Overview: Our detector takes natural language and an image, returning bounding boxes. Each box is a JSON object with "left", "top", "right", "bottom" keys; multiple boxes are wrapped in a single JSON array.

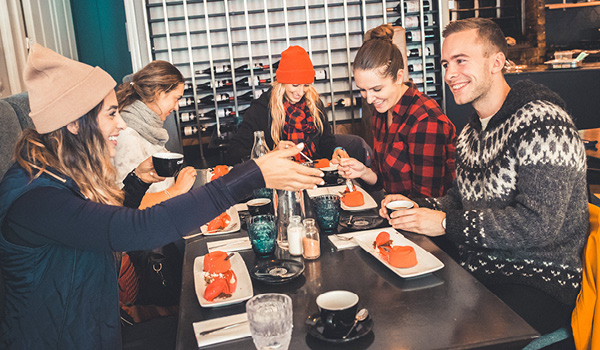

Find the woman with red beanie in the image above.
[
  {"left": 0, "top": 44, "right": 324, "bottom": 349},
  {"left": 227, "top": 45, "right": 346, "bottom": 164}
]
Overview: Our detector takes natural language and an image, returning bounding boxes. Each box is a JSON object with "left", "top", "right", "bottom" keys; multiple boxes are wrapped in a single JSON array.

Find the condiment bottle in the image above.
[
  {"left": 302, "top": 218, "right": 320, "bottom": 260},
  {"left": 287, "top": 216, "right": 304, "bottom": 256}
]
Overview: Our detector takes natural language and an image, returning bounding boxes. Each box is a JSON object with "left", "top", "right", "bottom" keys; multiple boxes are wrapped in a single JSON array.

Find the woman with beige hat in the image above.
[{"left": 0, "top": 44, "right": 324, "bottom": 349}]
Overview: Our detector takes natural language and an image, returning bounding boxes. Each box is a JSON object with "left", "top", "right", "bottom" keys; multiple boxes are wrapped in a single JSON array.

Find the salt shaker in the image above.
[
  {"left": 302, "top": 218, "right": 320, "bottom": 260},
  {"left": 287, "top": 216, "right": 304, "bottom": 256}
]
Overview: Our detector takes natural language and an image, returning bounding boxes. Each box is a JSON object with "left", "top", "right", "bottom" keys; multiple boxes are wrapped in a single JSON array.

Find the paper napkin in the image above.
[
  {"left": 328, "top": 233, "right": 359, "bottom": 250},
  {"left": 207, "top": 237, "right": 252, "bottom": 253},
  {"left": 193, "top": 313, "right": 251, "bottom": 348}
]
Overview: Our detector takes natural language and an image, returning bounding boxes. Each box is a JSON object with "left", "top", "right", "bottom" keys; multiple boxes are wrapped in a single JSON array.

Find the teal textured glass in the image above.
[
  {"left": 313, "top": 194, "right": 340, "bottom": 231},
  {"left": 248, "top": 214, "right": 277, "bottom": 256},
  {"left": 253, "top": 187, "right": 273, "bottom": 200}
]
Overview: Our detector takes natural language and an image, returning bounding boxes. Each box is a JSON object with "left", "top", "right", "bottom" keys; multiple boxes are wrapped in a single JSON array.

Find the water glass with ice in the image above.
[{"left": 246, "top": 293, "right": 293, "bottom": 350}]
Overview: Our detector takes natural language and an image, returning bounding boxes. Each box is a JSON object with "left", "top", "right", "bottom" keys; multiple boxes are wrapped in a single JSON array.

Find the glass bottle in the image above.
[
  {"left": 287, "top": 216, "right": 304, "bottom": 256},
  {"left": 302, "top": 218, "right": 320, "bottom": 260},
  {"left": 251, "top": 131, "right": 269, "bottom": 159}
]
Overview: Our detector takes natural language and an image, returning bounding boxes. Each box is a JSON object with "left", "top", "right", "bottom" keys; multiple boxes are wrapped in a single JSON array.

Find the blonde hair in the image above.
[
  {"left": 268, "top": 81, "right": 324, "bottom": 145},
  {"left": 14, "top": 102, "right": 123, "bottom": 205}
]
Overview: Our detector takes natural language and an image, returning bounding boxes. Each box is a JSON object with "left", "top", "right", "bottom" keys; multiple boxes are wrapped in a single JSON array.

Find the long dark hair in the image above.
[
  {"left": 353, "top": 24, "right": 405, "bottom": 81},
  {"left": 14, "top": 101, "right": 123, "bottom": 205},
  {"left": 116, "top": 60, "right": 185, "bottom": 112}
]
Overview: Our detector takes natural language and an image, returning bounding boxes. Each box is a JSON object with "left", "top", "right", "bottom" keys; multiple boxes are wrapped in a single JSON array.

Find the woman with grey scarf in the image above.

# [About this task]
Leaving the images out, return every record exactly.

# [Task response]
Overview: Our detector takes natural language and an image, returning bounding boxes. Each box is a JSON object with "left", "top", "right", "bottom" keys; multiple boxes are wrapped in a single JSON array.


Find the woman with red beanie in the image above.
[
  {"left": 0, "top": 44, "right": 324, "bottom": 349},
  {"left": 227, "top": 45, "right": 346, "bottom": 164}
]
Overview: Our detector takes natural language and an image, returning bounding boxes. Each box is a JSON object with "left", "top", "right", "bottom" keys; multiple boxes are wrapped in a single JSON array.

Find the condiment bottle in the image above.
[
  {"left": 302, "top": 218, "right": 320, "bottom": 260},
  {"left": 287, "top": 216, "right": 304, "bottom": 256}
]
Overview: Our detector takes natural language and an image, returning bounding boxes. Each box is a JSON object with "left", "top", "right", "bottom" keys; multiple boxes are wrapped in a single JSON array.

Find the woman with beige hat in the image above.
[{"left": 0, "top": 44, "right": 324, "bottom": 349}]
Overview: Our detector takes natural language and an image, returning bounding boxes. Each box is a JSON object with "left", "top", "right", "bottom" keys; multiple boxes are wrapped in a single JSON array.

Find the salt shaker in the image above.
[
  {"left": 302, "top": 218, "right": 320, "bottom": 260},
  {"left": 287, "top": 216, "right": 304, "bottom": 256}
]
Overview: Our detector takes natural language and an image, returning bounding boxes. Each box is a JSON object with "left", "top", "right", "bottom" keys; multiple boxes are wrapped in a single JSON array.

Find the paper napkin in the image above.
[
  {"left": 328, "top": 233, "right": 359, "bottom": 250},
  {"left": 207, "top": 237, "right": 252, "bottom": 253},
  {"left": 193, "top": 313, "right": 251, "bottom": 348}
]
Overview: Our detector takes natural language and an image, returning bounding boxes. Each box is a JSON object with "left", "top", "right", "bottom" keys; multiple boxes are wrapped in a single JSON array.

Find the teal textured glass in the image above.
[
  {"left": 313, "top": 194, "right": 340, "bottom": 231},
  {"left": 248, "top": 214, "right": 277, "bottom": 256},
  {"left": 253, "top": 187, "right": 273, "bottom": 200}
]
Overview: Our detector takes natural language and an image, returning bounding boxes. Each box is a JSON object with "left", "top", "right", "bottom" keys; multiple boxes are wrapped in a single JSON array.

Find the water glass with ice in the image above.
[{"left": 246, "top": 293, "right": 293, "bottom": 350}]
Overview: Our detector takes natural language and an image, returning bounding boxes. Each box is a JSON object with "left", "top", "right", "bottom" keys; multiple boxes are wrapped in a single JSON array.

Find the glass bottle in the image above.
[
  {"left": 287, "top": 216, "right": 304, "bottom": 256},
  {"left": 302, "top": 218, "right": 320, "bottom": 260},
  {"left": 251, "top": 131, "right": 269, "bottom": 159}
]
Overview: Our detector takes natural language and an image, returning bounding boxes. Each box is a JSON object with "left", "top", "right", "bottom" keys; multiple boxes are wrapped in a single JSON array.

Find the blonde hair in the image above.
[
  {"left": 268, "top": 81, "right": 324, "bottom": 145},
  {"left": 14, "top": 102, "right": 123, "bottom": 205}
]
Overview: Our detector takes natural language and an image, returning bounding boxes. Each box is a JSON object with "left", "top", "right", "bottom" keys; multiple boxes are wrapped in a single JSON array.

Find the long dark hair in the image above.
[
  {"left": 353, "top": 24, "right": 405, "bottom": 81},
  {"left": 14, "top": 101, "right": 123, "bottom": 205},
  {"left": 116, "top": 60, "right": 185, "bottom": 112}
]
Overview: Our detector takes natural language and an image, returning bounding boxes. Each box is a JSON object with "left", "top", "right", "bottom" keys; multiple boxes are wrapped in a single JSON array.

Find the woman with grey scarf in the image above.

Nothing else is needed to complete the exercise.